Records from a dataset:
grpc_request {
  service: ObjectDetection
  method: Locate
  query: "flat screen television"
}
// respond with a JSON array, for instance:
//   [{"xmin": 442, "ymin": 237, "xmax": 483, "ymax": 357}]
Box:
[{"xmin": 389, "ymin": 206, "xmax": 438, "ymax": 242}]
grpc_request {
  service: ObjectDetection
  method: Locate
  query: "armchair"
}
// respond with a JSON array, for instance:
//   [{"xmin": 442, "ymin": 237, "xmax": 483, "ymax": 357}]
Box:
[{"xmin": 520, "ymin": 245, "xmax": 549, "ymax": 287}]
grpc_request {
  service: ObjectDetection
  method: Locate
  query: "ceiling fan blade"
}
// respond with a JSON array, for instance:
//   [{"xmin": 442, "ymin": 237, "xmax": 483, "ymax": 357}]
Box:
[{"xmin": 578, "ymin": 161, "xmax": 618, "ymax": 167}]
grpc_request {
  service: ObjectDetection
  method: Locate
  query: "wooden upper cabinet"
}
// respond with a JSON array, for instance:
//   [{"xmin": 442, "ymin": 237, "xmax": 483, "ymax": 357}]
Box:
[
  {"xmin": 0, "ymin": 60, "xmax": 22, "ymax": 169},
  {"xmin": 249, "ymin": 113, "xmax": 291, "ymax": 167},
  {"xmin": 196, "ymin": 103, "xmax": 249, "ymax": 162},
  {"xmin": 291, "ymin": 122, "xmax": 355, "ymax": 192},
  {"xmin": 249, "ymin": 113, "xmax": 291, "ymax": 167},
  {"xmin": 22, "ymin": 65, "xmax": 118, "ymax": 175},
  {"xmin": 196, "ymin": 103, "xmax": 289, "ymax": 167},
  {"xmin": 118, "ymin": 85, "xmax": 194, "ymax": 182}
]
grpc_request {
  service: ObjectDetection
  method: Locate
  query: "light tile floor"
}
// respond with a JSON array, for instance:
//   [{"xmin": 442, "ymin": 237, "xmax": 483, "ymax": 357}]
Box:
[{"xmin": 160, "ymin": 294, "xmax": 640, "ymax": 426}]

* **Written request**:
Can you convert every line of the records above into a Markdown table with the columns "Row" and "Line", numbering each row and leaving out any blank lines?

* **The completed task**:
| Row | Line |
|---|---|
| 1 | grpc_request { |
| 2 |   service: ObjectDetection |
| 3 |   method: Locate |
| 4 |   query: "flat screen television" |
| 5 | } |
| 6 | // respond with a JSON array, for instance: |
| 7 | //   [{"xmin": 442, "ymin": 237, "xmax": 483, "ymax": 357}] |
| 8 | Box: |
| 9 | [{"xmin": 389, "ymin": 206, "xmax": 438, "ymax": 242}] |
| 10 | grpc_request { |
| 11 |   service: ObjectDetection |
| 12 |   method: Locate |
| 13 |   query: "armchair" |
| 14 | } |
| 15 | // respond with a JSON array, for instance: |
| 16 | //   [{"xmin": 442, "ymin": 237, "xmax": 483, "ymax": 357}] |
| 17 | Box: |
| 18 | [{"xmin": 520, "ymin": 245, "xmax": 549, "ymax": 287}] |
| 19 | grpc_request { |
| 20 |   service: ObjectDetection |
| 21 |   method: Locate |
| 22 |   query: "ceiling fan blade" |
| 23 | } |
| 24 | // respond with a JSON array, for instance: |
| 25 | //   [{"xmin": 442, "ymin": 237, "xmax": 483, "ymax": 357}] |
| 26 | Box: |
| 27 | [{"xmin": 578, "ymin": 161, "xmax": 618, "ymax": 167}] |
| 28 | grpc_request { |
| 29 |   service: ObjectDetection |
| 30 |   method: Locate |
| 31 |   query: "wooden upper cabinet" |
| 32 | } |
| 33 | // respond with a JSON array, for instance: |
| 34 | //   [{"xmin": 442, "ymin": 237, "xmax": 483, "ymax": 357}] |
| 35 | Box: |
| 36 | [ |
| 37 |   {"xmin": 0, "ymin": 60, "xmax": 22, "ymax": 169}, |
| 38 |   {"xmin": 249, "ymin": 113, "xmax": 291, "ymax": 167}, |
| 39 |   {"xmin": 196, "ymin": 103, "xmax": 249, "ymax": 162}, |
| 40 |   {"xmin": 291, "ymin": 122, "xmax": 355, "ymax": 192}, |
| 41 |   {"xmin": 249, "ymin": 113, "xmax": 291, "ymax": 167}, |
| 42 |   {"xmin": 22, "ymin": 65, "xmax": 118, "ymax": 175}, |
| 43 |   {"xmin": 196, "ymin": 103, "xmax": 289, "ymax": 167}, |
| 44 |   {"xmin": 118, "ymin": 85, "xmax": 194, "ymax": 182} |
| 45 | ] |
| 46 | grpc_request { |
| 47 |   service: ObjectDetection |
| 48 |   method: Locate |
| 49 |   query: "light tile floor" |
| 50 | } |
| 51 | // respond with a JSON array, for instance: |
| 52 | //   [{"xmin": 442, "ymin": 237, "xmax": 483, "ymax": 357}] |
| 53 | Box: |
| 54 | [{"xmin": 160, "ymin": 294, "xmax": 640, "ymax": 426}] |